Produce an exact copy of the lines from the line that contains "Where can the turquoise" to the end of the listing below.

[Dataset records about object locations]
::::::::::

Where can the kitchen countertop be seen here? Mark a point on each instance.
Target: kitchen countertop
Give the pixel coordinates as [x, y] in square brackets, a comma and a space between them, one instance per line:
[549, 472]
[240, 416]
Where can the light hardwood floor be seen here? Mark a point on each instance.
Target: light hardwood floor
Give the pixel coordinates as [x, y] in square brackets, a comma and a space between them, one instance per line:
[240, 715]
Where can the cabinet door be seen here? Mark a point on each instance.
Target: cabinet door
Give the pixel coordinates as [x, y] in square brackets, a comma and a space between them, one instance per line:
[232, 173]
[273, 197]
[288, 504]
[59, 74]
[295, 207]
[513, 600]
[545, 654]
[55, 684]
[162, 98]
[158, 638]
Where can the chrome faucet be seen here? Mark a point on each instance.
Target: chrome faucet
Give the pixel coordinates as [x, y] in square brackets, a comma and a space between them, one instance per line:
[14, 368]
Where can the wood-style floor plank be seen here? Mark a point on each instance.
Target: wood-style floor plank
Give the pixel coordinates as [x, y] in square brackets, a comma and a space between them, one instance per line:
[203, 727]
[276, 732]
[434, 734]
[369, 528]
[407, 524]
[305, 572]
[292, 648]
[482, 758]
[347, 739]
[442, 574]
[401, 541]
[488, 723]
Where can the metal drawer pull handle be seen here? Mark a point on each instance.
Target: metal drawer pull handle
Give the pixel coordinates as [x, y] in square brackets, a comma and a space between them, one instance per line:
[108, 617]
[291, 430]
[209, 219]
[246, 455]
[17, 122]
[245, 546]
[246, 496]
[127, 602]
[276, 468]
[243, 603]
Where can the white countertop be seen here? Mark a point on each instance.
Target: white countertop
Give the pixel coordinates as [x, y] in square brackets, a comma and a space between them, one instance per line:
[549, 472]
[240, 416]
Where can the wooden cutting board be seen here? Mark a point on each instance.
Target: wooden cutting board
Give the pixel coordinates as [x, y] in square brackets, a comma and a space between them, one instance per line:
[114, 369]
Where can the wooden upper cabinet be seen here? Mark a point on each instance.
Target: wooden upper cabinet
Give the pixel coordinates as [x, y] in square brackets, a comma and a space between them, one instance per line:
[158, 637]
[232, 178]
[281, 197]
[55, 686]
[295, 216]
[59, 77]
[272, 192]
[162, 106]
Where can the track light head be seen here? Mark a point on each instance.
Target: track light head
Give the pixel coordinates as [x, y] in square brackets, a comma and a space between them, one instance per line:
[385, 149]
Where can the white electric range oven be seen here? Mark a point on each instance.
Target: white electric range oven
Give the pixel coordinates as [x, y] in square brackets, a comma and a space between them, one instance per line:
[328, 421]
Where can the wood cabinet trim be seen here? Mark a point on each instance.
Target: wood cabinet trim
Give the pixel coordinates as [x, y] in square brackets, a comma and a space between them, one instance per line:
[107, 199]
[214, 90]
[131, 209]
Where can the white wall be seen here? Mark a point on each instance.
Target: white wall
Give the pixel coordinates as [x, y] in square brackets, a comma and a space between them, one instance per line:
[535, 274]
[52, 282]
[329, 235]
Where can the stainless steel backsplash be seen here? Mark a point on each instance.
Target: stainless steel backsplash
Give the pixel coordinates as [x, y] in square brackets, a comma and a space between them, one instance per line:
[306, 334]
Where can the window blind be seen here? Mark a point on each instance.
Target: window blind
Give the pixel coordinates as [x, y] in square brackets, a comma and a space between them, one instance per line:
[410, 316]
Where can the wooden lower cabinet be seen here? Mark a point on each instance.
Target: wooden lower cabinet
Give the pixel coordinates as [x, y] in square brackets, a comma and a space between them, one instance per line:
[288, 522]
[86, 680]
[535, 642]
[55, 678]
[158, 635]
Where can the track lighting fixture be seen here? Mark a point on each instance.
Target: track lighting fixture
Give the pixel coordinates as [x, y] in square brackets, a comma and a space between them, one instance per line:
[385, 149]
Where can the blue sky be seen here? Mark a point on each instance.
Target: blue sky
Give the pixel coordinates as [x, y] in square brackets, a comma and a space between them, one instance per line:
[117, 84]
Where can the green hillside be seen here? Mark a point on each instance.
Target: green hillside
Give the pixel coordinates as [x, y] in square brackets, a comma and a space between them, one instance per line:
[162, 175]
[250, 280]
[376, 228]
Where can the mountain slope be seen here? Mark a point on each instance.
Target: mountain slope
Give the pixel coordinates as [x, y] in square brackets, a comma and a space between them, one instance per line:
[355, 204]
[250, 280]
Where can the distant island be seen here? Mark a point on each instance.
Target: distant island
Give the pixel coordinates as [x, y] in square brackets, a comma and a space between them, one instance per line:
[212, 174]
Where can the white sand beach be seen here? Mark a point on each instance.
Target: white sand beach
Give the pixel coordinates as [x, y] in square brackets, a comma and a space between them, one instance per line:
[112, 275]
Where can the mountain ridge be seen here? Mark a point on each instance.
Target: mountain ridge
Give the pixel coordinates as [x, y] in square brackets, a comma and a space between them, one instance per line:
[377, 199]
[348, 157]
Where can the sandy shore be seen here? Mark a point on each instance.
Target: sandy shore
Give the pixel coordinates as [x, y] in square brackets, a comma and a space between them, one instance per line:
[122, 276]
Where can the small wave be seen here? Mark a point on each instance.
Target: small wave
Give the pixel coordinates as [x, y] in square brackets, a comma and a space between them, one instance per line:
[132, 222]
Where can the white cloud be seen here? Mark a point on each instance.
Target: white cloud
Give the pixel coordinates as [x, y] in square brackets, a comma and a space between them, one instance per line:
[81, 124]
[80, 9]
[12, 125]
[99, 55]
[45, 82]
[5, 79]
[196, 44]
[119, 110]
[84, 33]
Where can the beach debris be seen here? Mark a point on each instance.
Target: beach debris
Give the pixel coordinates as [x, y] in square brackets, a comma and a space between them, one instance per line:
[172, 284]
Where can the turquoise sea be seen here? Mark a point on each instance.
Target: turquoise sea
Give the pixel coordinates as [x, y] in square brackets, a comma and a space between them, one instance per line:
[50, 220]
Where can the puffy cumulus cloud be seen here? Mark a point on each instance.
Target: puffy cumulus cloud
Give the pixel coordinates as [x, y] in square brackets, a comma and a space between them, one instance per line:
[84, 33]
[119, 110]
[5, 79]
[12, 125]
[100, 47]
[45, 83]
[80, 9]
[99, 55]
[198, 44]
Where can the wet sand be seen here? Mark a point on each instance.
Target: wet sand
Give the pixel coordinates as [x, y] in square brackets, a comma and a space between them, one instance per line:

::::::::::

[RESPONSE]
Where can the turquoise sea be seen here? Mark a point on each instance.
Target: turquoise sea
Give the pixel coordinates as [x, y] in square brackets, a comma and a space between them, one instance per line:
[50, 220]
Where can the puffy cumulus cloud be seen here? Mark a point on each instance.
Target: puffy cumulus cloud
Give the pixel coordinates as [x, y] in square brackets, a comma and a space between them, one instance per line:
[84, 33]
[119, 110]
[5, 79]
[12, 125]
[100, 47]
[45, 83]
[80, 9]
[99, 55]
[198, 44]
Where can the wet sand be seen here? Mark a point on each instance.
Target: wet sand
Give the pixel coordinates as [x, y] in square brackets, a comma and a space between them, one instance per line:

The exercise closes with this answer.